━━ Data supplied ━━

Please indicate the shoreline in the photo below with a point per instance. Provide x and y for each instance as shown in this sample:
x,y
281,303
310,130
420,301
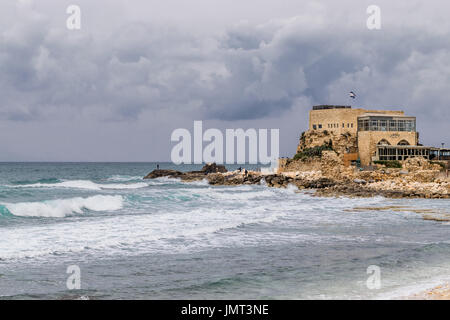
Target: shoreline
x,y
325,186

━━━

What to produce:
Turn each line of the data above into a JSON list of strings, one string per line, leaving out blank lines and the pictures.

Result of this exercise:
[
  "Please indicate the shoreline in the photo below with a point per instance. Provide x and y for each instance as shown in this sample:",
  "x,y",
  "281,303",
  "310,130",
  "420,301",
  "Target: shoreline",
  "x,y",
  "325,186"
]